▶ [Material shown]:
'''

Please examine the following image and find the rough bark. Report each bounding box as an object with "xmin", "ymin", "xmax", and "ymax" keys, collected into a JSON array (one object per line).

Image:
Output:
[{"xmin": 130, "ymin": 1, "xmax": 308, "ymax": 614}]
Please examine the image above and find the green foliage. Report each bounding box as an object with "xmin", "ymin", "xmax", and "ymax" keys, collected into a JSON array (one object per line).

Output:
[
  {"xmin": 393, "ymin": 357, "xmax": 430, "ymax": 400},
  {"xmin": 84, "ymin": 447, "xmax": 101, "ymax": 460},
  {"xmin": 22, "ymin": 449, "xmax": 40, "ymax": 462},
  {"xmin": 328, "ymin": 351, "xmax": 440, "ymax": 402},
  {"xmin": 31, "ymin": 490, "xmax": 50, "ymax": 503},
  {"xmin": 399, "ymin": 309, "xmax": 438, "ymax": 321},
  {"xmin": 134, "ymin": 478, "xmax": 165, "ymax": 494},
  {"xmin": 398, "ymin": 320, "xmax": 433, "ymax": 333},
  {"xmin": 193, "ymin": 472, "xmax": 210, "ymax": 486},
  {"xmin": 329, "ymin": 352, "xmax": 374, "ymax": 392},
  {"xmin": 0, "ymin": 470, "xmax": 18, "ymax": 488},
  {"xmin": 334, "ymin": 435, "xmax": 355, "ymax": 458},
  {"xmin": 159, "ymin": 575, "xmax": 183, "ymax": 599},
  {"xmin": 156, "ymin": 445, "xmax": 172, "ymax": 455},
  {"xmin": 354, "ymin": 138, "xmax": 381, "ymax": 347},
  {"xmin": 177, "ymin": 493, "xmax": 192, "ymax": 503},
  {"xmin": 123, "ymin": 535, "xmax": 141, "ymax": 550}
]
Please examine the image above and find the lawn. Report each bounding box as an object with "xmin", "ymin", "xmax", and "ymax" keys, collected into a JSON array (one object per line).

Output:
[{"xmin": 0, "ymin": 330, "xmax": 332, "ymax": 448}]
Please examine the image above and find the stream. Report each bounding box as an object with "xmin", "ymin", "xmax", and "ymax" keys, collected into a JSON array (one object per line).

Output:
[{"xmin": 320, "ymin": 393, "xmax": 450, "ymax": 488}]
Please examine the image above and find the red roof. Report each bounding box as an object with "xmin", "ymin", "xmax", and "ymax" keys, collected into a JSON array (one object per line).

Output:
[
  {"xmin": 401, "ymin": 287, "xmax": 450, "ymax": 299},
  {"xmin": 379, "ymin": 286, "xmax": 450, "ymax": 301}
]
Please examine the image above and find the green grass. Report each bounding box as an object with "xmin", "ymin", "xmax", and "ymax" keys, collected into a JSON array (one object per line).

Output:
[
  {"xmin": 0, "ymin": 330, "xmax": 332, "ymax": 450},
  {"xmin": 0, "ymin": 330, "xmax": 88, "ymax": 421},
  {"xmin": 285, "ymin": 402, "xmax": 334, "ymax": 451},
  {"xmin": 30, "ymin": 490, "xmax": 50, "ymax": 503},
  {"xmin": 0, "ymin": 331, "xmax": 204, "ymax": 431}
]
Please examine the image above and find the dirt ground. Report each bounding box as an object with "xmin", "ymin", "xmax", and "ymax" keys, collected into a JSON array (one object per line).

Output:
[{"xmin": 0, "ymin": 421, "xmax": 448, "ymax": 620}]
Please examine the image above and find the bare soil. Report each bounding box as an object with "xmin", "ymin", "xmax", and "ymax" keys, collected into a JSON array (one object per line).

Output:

'''

▶ [Task item]: Up to and including the line with "Please examine the image above and find the green foliage.", please return the records exactly, beginning from their first line.

▶ [Answer box]:
Please examine the following image and find the rough bark. Report each bounding box as an object with "xmin", "ymin", "xmax", and "ymax" keys, collected into a JSON array (one object per line).

Image:
Output:
[{"xmin": 130, "ymin": 1, "xmax": 308, "ymax": 614}]
Please examine the image above and find the green foliage. Report each bounding box as an object with "xmin", "ymin", "xmax", and "ymax" keys, collected into a JSON array (one object per line).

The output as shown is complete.